[Stored items]
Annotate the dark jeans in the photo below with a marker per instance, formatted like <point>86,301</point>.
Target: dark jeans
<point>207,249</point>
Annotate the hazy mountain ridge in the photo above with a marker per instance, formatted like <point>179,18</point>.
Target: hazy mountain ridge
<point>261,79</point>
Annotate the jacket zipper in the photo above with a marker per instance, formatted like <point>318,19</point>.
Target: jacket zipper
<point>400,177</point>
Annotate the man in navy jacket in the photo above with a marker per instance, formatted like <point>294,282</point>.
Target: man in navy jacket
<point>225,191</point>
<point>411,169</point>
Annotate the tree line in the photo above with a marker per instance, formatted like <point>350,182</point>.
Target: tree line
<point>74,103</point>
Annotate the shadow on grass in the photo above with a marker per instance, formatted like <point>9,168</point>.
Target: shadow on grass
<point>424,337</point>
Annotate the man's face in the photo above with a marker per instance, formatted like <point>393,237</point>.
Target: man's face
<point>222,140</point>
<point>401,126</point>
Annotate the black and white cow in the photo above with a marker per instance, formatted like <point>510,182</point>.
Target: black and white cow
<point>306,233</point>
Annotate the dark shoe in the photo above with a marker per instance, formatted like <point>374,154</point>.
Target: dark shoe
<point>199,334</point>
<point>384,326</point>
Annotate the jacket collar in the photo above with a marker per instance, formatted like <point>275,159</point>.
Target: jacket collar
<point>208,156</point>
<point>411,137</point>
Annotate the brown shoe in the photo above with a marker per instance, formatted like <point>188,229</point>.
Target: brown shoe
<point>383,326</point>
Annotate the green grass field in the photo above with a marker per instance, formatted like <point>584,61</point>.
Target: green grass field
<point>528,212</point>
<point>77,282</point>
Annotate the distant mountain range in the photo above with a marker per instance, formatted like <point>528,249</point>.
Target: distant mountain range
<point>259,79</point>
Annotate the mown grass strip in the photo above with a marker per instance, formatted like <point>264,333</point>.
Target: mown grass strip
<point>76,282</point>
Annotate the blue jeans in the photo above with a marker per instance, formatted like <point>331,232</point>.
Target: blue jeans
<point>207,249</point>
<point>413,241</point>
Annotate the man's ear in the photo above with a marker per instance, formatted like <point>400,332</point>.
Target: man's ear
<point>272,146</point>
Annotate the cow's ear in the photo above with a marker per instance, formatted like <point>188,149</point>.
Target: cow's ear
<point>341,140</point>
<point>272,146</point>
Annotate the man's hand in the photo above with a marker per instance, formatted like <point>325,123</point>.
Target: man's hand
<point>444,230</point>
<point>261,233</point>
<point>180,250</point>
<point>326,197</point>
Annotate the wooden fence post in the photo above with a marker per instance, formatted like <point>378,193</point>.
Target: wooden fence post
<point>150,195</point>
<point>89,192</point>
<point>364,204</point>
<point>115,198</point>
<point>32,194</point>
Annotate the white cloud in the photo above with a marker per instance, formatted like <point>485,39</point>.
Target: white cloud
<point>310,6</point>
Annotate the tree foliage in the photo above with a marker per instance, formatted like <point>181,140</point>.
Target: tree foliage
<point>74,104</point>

**What is asked**
Convert the material above into a JSON list of strings, one string per line, leaving out any blank lines.

**Expected answer**
[
  "Annotate the dark jeans in the photo below with a marker per instance, formatted like <point>86,301</point>.",
  "Target: dark jeans",
  "<point>207,249</point>",
  "Annotate the hazy mountain ridge in the photo above with a marker per instance, formatted like <point>179,18</point>.",
  "Target: hazy mountain ridge",
  "<point>261,79</point>",
  "Annotate the jacket zipper in the photo above with a marker per instance, formatted like <point>318,19</point>.",
  "Target: jacket zipper",
  "<point>400,177</point>",
  "Annotate the man in navy jacket in the photo above with a marker per instance, formatted like <point>294,282</point>.",
  "Target: man in navy jacket",
  "<point>225,191</point>",
  "<point>411,169</point>",
  "Annotate the tree line in the photo above with a marker per instance, formatted like <point>350,182</point>.",
  "Target: tree line",
  "<point>74,103</point>",
  "Annotate the shadow on grass in the photo above with a marker per instance, formatted like <point>9,168</point>.",
  "Target: shadow on grass",
  "<point>424,337</point>",
  "Annotate the man's face in the photo above with a marker per instance, formatted like <point>393,237</point>.",
  "Target: man's face",
  "<point>222,140</point>",
  "<point>401,126</point>",
  "Annotate the black and white cow in the photo above with a marker per instance, formatted like <point>510,182</point>.",
  "Target: black and white cow",
  "<point>306,233</point>",
  "Annotate the dark shoe in the photo above with a marker per instance, formatted like <point>374,154</point>.",
  "Target: dark shoe",
  "<point>199,334</point>",
  "<point>384,326</point>",
  "Annotate the jacket collar in the photo above with a marker per instance, formatted like <point>275,159</point>.",
  "Target: jacket collar",
  "<point>208,156</point>",
  "<point>411,137</point>",
  "Annotate the brown shoe in the photo above with a marker per instance, formatted like <point>188,229</point>.",
  "Target: brown shoe",
  "<point>383,326</point>",
  "Annotate the green grass field in the photo above with a marker per instance, formatted like <point>584,61</point>.",
  "Target: green grass field",
  "<point>528,212</point>",
  "<point>77,282</point>",
  "Annotate the distant mountain range in the photo above with a marker per instance, formatted like <point>528,249</point>.",
  "Target: distant mountain range",
  "<point>259,79</point>",
  "Annotate the mown grass strip in the photo above with a marker per instance, formatted like <point>264,333</point>.",
  "Target: mown grass strip",
  "<point>76,282</point>",
  "Annotate the blue jeans in the photo above with a marker per instance, formatted like <point>331,232</point>.",
  "Target: blue jeans",
  "<point>207,249</point>",
  "<point>413,241</point>",
  "Annotate the man's ear in the photo above with a marker per instance, formatted like <point>400,332</point>.",
  "Target: man's ear",
  "<point>272,146</point>",
  "Annotate the cow's ear in the photo above with a marker per instance, formatted like <point>188,149</point>.",
  "Target: cow's ear",
  "<point>341,140</point>",
  "<point>272,146</point>",
  "Annotate the man's hand in the photo above with a marker per instance, formatted like <point>325,123</point>.",
  "Target: man's hand",
  "<point>444,230</point>",
  "<point>261,233</point>",
  "<point>180,250</point>",
  "<point>326,197</point>",
  "Annotate the wooden fence post in the photo above with a marker per instance, formatted like <point>378,193</point>.",
  "Target: wooden fence post",
  "<point>150,195</point>",
  "<point>89,192</point>",
  "<point>364,204</point>",
  "<point>115,198</point>",
  "<point>32,194</point>",
  "Annotate the white cloud in the photo above with a marker per instance, formatted like <point>485,39</point>.",
  "Target: white cloud",
  "<point>310,6</point>",
  "Annotate the tree foliage in the photo above with a marker per instance, formatted like <point>181,140</point>.",
  "Target: tree foliage",
  "<point>74,104</point>"
]